## Exercise
The answer must reproduce all of the data below exactly and contain no images.

____ Available data

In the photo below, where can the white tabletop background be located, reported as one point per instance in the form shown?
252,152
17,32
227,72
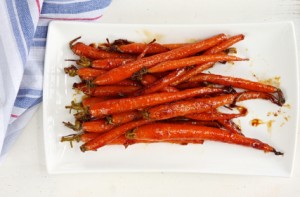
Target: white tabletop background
23,173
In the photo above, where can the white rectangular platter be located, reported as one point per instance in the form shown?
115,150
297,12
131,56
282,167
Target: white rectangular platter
271,48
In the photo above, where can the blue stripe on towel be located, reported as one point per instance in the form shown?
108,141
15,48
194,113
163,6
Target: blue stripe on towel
41,32
27,102
25,21
74,8
27,91
16,30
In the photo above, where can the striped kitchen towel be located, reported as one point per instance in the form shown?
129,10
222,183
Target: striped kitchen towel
23,33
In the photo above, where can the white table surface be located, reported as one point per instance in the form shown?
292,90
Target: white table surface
23,173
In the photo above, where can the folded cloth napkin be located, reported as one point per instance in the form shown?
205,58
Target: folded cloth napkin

________

## Output of the task
In the photo below, where can the white tabletop background be located, reported as one point per instance in the form shown?
252,152
17,32
227,72
Target: white tabletop background
23,173
In the photo above, where can the white rectangular platter be located, reported as one point per instance in the form shown?
115,150
297,12
131,56
282,167
Target: white rectangular platter
271,48
In the photo above, where can the blue stripe on towel be located, reported as one point per instance in the form shown?
108,141
15,48
194,113
163,6
Target: blue stripe on towel
41,32
27,102
25,21
74,8
27,91
16,30
In the photo above, where can the striped kitchen towel be located, reported as one point per instance in the form shown?
129,10
222,183
Target: striped kitchen towel
23,33
In the photo above, where can the white table surface be located, reported as one point per instance in the form shown?
292,90
Target: white table surface
23,173
In the photo above, where can the folded cloth napkin be located, reported as one point per instance in the form shown?
205,58
Target: folded cloth napkin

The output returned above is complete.